» **Text section**
################

I still held great regard for labels and I was then the disabled girl — limited, incapable, weighed down by the “I can’t’s”. Still holding everything I had been close to my heart.

Here is the thing about life, though. Life’s most important moments take a long time to manifest themselves to us. These moments are there, waiting in the shadows until WE send off that signal, “hey, you know what? I’m ready for you. Come and reveal yourself.” It’s like an arranged marriage but with circumstances, people, and opportunities that may scare you at first, but ultimately they are exactly what you needed. They are precisely the stuff that catapults your life down the rabbit hole of your innermost dreams — the ones you’re too scared to follow because the slightest possibility of failing at the dreams that bring butterflies to your stomach and makes your heart accelerate is worse than being paralyzed. It means that you have no business trying to be happy. You have no business believing that you, little old paralyzed you, can make a huge difference through one small act. The small acts that ripple into huge tidal waves (please refer to the formation of Tsunamis to understand my analysis).

I felt that way. And I know I’m not alone. But, this blog is not about how I got out of that state of mind. In a nutshell, it was very simple: I hit my head at rock bottom, it hurt like hell, and I knew deep in my heart I needed professional help. I sought it. I found a wonderful therapist and began living again, day by day.

################

» **Data extracts**
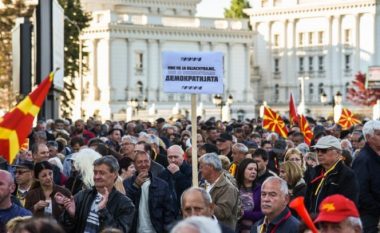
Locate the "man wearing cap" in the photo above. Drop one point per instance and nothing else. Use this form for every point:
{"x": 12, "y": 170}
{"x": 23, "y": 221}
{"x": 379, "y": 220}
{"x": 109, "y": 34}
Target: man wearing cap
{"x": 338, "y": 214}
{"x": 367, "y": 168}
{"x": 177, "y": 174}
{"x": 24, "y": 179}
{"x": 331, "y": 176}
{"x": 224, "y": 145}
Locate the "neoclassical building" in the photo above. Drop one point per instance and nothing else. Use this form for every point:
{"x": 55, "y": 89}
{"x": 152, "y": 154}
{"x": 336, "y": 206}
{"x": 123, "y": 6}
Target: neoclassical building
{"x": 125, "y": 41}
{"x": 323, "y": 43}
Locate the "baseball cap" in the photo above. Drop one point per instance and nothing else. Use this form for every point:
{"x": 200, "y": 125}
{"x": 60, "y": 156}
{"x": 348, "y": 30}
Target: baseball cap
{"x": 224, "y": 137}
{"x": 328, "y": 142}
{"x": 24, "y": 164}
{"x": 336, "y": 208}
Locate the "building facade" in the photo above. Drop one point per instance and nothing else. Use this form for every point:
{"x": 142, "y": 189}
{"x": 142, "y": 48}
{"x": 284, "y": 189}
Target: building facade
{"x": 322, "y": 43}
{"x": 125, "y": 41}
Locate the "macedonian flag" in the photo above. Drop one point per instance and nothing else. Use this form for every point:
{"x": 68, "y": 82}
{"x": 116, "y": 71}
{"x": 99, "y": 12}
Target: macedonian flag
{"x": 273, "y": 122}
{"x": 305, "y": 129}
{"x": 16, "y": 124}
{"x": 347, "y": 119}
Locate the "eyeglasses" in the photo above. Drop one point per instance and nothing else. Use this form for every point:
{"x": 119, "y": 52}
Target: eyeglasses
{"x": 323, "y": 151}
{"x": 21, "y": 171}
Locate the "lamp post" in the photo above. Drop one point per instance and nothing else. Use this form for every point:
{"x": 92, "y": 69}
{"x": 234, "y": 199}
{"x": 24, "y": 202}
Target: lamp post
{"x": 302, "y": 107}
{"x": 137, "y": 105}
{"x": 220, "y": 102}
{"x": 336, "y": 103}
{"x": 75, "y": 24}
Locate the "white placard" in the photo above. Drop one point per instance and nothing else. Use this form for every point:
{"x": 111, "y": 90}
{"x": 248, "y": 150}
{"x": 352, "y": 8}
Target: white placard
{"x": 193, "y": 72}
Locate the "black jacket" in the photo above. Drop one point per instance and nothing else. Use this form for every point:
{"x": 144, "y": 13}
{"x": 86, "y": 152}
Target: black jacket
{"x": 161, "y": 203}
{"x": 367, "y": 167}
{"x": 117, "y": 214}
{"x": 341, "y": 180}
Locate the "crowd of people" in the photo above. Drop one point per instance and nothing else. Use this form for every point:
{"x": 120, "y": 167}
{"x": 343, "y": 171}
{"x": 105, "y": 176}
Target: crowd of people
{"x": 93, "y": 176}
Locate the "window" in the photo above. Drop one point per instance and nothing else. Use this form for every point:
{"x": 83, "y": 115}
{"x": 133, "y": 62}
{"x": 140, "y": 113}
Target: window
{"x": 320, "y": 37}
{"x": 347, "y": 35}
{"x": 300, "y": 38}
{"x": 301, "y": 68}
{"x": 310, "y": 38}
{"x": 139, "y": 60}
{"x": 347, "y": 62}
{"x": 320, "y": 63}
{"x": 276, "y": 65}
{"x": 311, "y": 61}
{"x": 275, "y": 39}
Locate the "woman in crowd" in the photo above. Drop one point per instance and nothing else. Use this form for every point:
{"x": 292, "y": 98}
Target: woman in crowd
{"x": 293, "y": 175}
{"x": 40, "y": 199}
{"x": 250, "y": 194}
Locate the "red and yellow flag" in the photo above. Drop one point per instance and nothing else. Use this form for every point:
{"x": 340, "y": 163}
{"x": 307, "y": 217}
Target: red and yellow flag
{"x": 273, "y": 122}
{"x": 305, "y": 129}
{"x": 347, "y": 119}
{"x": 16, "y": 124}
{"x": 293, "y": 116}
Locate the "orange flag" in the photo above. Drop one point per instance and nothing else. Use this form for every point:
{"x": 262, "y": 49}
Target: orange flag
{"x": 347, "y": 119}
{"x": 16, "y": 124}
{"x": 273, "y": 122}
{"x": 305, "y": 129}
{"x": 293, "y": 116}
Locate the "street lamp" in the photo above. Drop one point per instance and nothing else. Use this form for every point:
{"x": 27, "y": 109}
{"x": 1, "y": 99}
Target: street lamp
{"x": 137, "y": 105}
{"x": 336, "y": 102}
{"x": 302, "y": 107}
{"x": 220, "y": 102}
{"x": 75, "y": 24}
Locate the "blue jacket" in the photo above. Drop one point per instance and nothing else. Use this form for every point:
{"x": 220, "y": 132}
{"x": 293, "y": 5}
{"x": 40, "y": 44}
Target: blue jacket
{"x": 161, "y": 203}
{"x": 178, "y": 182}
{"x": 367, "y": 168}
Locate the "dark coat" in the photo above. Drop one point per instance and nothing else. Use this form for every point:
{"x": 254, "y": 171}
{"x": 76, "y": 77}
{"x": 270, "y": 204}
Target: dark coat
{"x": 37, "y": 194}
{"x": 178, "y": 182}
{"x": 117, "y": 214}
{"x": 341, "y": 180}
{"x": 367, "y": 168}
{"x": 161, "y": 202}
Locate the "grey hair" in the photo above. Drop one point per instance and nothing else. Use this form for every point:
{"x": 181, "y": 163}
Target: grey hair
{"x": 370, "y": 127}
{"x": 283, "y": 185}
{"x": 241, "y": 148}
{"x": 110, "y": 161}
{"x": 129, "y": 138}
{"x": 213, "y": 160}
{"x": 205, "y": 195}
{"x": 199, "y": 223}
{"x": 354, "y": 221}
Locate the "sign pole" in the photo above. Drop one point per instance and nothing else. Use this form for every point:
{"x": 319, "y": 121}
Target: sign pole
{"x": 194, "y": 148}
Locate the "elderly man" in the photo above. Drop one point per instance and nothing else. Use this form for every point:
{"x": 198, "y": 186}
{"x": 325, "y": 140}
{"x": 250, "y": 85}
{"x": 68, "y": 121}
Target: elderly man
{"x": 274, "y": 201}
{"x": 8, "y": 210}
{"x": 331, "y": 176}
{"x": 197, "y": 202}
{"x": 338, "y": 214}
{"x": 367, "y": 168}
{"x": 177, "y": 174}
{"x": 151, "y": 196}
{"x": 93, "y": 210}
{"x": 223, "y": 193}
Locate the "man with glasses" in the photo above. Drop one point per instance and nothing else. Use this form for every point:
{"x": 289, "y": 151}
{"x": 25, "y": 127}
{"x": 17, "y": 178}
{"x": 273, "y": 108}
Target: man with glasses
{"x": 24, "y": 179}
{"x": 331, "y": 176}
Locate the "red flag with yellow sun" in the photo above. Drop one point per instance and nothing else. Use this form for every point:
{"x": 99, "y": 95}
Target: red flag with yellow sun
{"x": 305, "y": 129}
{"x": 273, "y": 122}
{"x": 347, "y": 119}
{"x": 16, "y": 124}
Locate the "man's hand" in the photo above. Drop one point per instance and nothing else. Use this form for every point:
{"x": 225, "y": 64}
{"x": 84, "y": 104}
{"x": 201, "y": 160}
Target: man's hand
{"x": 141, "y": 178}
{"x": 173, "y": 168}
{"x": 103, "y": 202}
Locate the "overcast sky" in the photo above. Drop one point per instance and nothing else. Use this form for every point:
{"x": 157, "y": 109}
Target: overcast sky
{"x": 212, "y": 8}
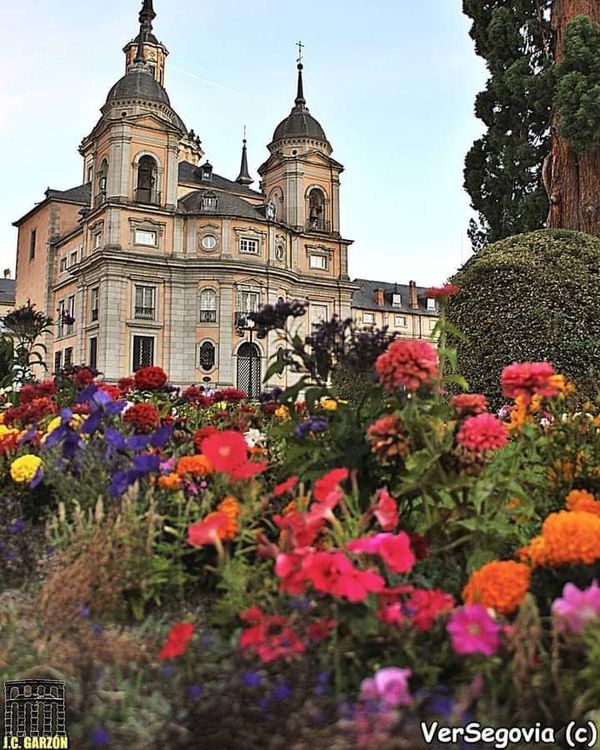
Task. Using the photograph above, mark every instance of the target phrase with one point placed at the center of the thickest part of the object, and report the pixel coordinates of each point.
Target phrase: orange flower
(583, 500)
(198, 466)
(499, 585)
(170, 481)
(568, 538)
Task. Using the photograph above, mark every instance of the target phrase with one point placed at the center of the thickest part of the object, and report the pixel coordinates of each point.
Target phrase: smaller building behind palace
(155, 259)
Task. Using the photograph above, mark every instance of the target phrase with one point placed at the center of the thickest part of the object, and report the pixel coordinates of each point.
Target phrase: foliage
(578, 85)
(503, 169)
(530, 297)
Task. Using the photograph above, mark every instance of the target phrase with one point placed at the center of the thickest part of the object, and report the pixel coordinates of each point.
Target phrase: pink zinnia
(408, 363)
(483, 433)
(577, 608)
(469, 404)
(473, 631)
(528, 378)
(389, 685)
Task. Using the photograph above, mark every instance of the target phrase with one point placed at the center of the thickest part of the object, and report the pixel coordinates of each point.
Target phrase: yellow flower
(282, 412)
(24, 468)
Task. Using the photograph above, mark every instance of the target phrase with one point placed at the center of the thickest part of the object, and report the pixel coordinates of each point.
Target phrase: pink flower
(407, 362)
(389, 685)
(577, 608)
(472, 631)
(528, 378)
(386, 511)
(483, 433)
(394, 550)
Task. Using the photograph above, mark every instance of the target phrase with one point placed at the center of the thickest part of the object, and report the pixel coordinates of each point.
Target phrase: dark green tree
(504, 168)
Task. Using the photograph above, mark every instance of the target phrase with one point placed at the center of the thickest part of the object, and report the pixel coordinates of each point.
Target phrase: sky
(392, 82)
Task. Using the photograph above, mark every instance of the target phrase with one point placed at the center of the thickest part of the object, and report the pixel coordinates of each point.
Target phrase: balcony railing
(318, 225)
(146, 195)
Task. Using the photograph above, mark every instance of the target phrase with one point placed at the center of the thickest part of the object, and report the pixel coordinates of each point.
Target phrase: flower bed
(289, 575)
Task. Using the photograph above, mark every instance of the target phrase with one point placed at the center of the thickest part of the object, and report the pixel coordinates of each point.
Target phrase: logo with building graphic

################

» **Things to do**
• a. Return everything in the blog excerpt from "I still held" down to "to my heart.".
• b. According to the blog excerpt, whom did the writer find after seeking professional help?
• c. Extend the blog excerpt from where it stops.

» **Answers to the problems**
• a.
I still held great regard for labels and I was then the disabled girl — limited, incapable, weighed down by the “I can’t’s”. Still holding everything I had been close to my heart.

• b. A wonderful therapist.

• c.
That brings me to today. My child started Kindergarten this year and is having a monumentally difficult time adjusting to the system. I get her. I’m a non-conformist and I kind of think my ways have rubbed off. I decided I needed to watch her classroom from the inside to get a better understanding at what was going on. This is what I learned (and this may not be news to lots of you at all, but it was a huge eye opener for me):

— the system is broken, teachers are overwhelmed running around like chickens without a head, and parent volunteers are desperately needed.

I sat in my daughter’s classroom, bombarded by questions from the curious kindergartners about my tattoo, wheelchair, and former career. They saw me as the cool, wheelchair mom with a big tattoo on her arm. The teacher who had expressed gigantic concern about my daughter’s behavior for the prior three weeks seemed to feel more relaxed with my mere presence in the room.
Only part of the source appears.